[Point-based annotation data]

....

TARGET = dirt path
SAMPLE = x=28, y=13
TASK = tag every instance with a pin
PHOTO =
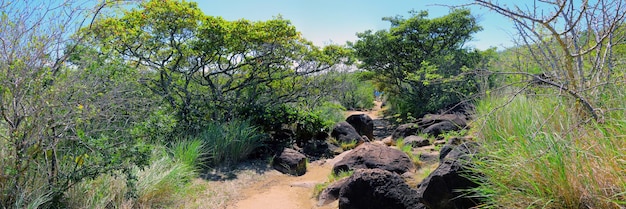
x=279, y=191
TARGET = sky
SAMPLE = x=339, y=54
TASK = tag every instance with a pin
x=336, y=21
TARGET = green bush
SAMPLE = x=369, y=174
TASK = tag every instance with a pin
x=230, y=142
x=536, y=154
x=354, y=92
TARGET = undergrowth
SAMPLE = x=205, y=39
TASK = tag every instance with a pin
x=537, y=154
x=331, y=179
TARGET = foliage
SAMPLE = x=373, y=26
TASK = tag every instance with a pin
x=572, y=48
x=63, y=120
x=304, y=122
x=420, y=62
x=353, y=91
x=160, y=185
x=229, y=142
x=408, y=150
x=348, y=145
x=332, y=177
x=535, y=154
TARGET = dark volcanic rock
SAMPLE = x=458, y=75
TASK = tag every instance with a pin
x=363, y=124
x=446, y=187
x=290, y=162
x=416, y=141
x=405, y=130
x=377, y=189
x=371, y=155
x=331, y=193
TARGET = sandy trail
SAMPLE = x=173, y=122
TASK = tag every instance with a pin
x=280, y=191
x=286, y=192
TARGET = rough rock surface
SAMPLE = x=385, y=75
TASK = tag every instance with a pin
x=331, y=192
x=405, y=130
x=344, y=132
x=416, y=141
x=373, y=155
x=363, y=124
x=377, y=189
x=446, y=186
x=290, y=161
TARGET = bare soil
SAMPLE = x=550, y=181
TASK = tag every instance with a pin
x=260, y=187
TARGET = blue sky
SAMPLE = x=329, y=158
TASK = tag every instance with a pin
x=337, y=21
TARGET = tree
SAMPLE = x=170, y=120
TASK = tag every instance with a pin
x=571, y=42
x=206, y=68
x=59, y=122
x=419, y=62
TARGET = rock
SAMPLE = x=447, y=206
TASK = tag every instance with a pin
x=405, y=130
x=452, y=143
x=370, y=155
x=290, y=162
x=416, y=141
x=319, y=149
x=344, y=132
x=377, y=189
x=457, y=119
x=446, y=186
x=363, y=124
x=331, y=192
x=388, y=141
x=440, y=128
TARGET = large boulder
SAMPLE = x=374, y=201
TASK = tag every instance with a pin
x=377, y=189
x=363, y=124
x=447, y=186
x=331, y=192
x=405, y=130
x=450, y=145
x=372, y=155
x=416, y=141
x=290, y=161
x=344, y=132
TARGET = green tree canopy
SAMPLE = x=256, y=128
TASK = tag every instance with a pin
x=420, y=61
x=208, y=68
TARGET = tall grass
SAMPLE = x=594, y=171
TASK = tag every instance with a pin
x=230, y=142
x=162, y=184
x=537, y=154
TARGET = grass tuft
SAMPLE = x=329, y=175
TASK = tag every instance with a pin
x=535, y=154
x=230, y=142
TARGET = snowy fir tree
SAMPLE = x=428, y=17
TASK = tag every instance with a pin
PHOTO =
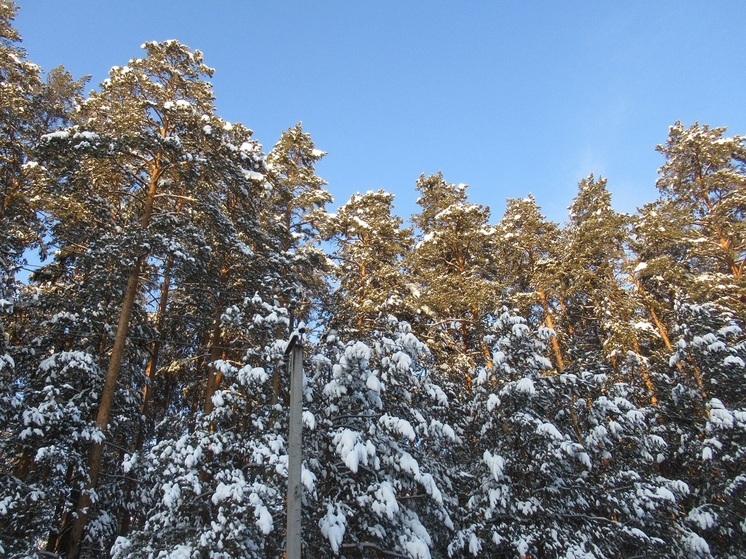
x=471, y=389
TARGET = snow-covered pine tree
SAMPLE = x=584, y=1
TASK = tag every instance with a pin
x=528, y=257
x=600, y=310
x=563, y=465
x=379, y=483
x=450, y=267
x=158, y=156
x=370, y=244
x=703, y=185
x=296, y=211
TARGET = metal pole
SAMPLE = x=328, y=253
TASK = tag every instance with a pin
x=295, y=445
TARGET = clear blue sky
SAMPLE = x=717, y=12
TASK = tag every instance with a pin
x=508, y=97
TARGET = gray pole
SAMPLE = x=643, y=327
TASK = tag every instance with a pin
x=295, y=448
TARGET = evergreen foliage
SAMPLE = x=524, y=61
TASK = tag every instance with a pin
x=521, y=389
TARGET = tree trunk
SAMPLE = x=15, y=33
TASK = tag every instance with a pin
x=112, y=374
x=550, y=324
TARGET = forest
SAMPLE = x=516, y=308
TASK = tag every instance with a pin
x=474, y=386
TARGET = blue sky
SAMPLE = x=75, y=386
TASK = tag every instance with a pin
x=507, y=97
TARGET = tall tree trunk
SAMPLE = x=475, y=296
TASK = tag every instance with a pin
x=150, y=369
x=214, y=378
x=112, y=374
x=550, y=324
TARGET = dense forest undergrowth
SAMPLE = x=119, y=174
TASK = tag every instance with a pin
x=508, y=388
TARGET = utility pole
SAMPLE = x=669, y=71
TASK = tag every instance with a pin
x=295, y=445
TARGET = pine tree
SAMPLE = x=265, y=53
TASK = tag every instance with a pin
x=702, y=185
x=159, y=157
x=450, y=269
x=600, y=310
x=528, y=249
x=370, y=247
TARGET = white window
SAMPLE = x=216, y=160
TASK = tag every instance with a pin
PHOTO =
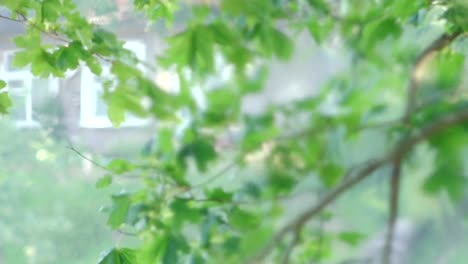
x=27, y=92
x=93, y=113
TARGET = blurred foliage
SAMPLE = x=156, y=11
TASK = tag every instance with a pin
x=48, y=213
x=180, y=212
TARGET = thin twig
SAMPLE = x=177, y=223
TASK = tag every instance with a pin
x=218, y=174
x=295, y=240
x=95, y=163
x=126, y=233
x=393, y=202
x=416, y=74
x=398, y=153
x=320, y=242
x=11, y=19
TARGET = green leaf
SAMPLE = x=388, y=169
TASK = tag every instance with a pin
x=120, y=166
x=201, y=150
x=5, y=102
x=119, y=210
x=119, y=256
x=243, y=220
x=283, y=46
x=218, y=194
x=330, y=174
x=94, y=65
x=116, y=113
x=104, y=182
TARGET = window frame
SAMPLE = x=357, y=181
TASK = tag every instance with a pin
x=24, y=75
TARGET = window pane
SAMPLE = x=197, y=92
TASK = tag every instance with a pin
x=39, y=94
x=9, y=63
x=18, y=110
x=16, y=86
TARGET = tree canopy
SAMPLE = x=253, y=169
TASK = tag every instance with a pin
x=403, y=79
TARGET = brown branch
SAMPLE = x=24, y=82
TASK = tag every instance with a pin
x=399, y=152
x=394, y=195
x=418, y=68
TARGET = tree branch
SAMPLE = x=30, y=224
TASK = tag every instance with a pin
x=95, y=163
x=398, y=153
x=394, y=195
x=295, y=240
x=416, y=74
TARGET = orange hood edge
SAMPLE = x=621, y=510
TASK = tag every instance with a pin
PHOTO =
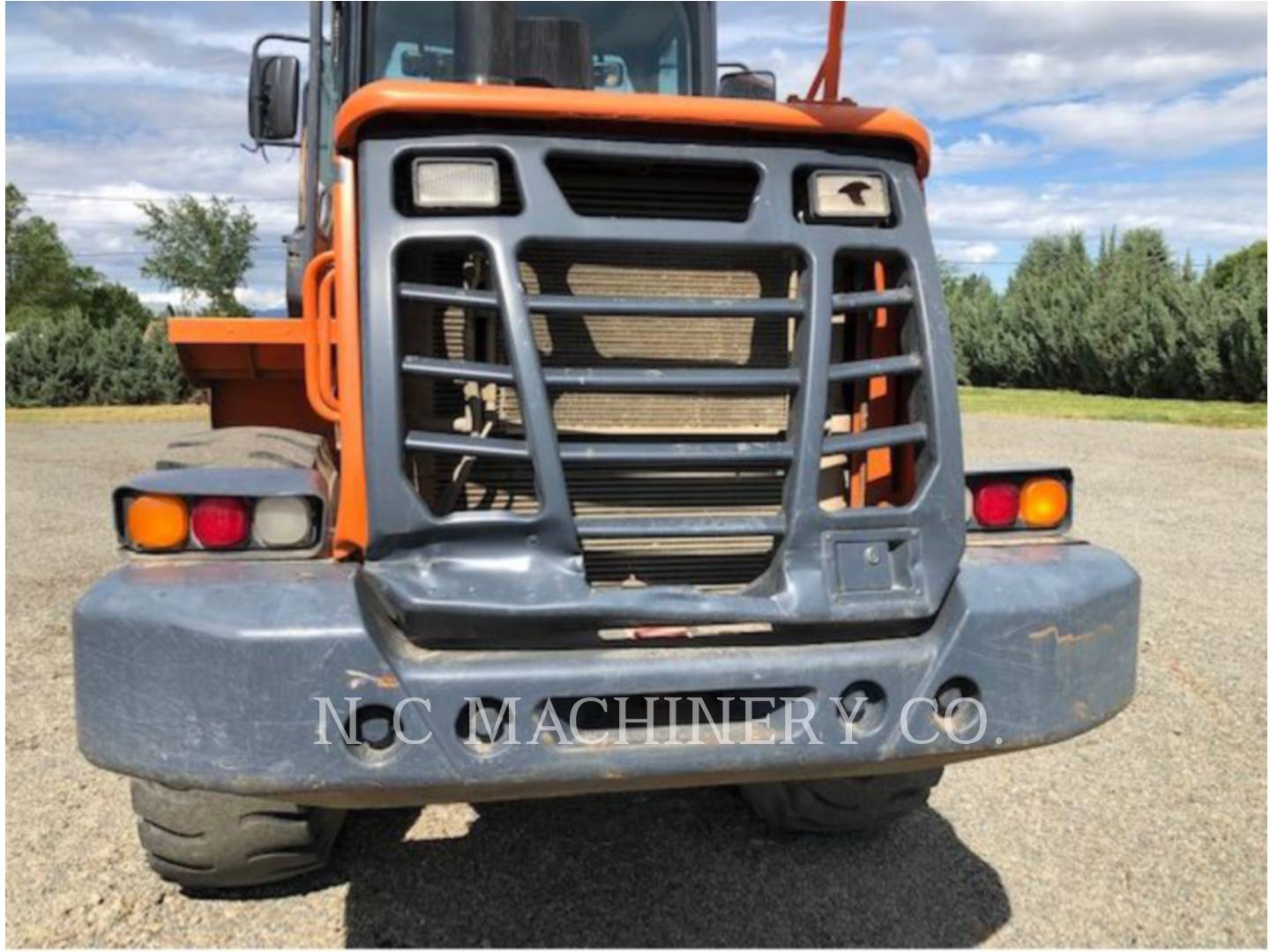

....

**Requirement**
Copy out the rows exactly, everything from the line containing "TARGET = grass tuft" down to the line containing "x=474, y=386", both lines included. Leave the pictures out of your copy.

**Answer for the task**
TARGET = grass tuft
SAMPLE = x=329, y=175
TASK = tag every instance with a pin
x=535, y=154
x=230, y=142
TARGET = snowy fir tree
SAMPLE = x=428, y=17
TASK = tag every instance with a pin
PHOTO =
x=471, y=389
TARGET = snow-covered pine tree
SAMPLE = x=584, y=1
TASK = tag every instance with a pin
x=528, y=257
x=600, y=310
x=563, y=465
x=379, y=483
x=450, y=267
x=158, y=156
x=370, y=244
x=703, y=185
x=296, y=211
TARGET = metal pole
SAMPLE = x=328, y=253
TASK = tag every instance with a pin
x=295, y=445
TARGET = clear blue sky
SAMPLE = x=717, y=12
TASK = tag every instance with a pin
x=508, y=97
TARGET = gray pole
SAMPLE = x=643, y=327
TASK = tag every instance with a pin
x=295, y=448
TARGET = evergreen foliage
SAMPLE = x=524, y=61
TASK = tag every instance with a pin
x=521, y=389
TARGET = tree trunk
SAMPLE = x=15, y=33
TASK = tag every instance with a pin
x=112, y=374
x=550, y=324
TARGET = forest
SAMPLE = x=516, y=308
TASK = tag every instance with a pin
x=474, y=386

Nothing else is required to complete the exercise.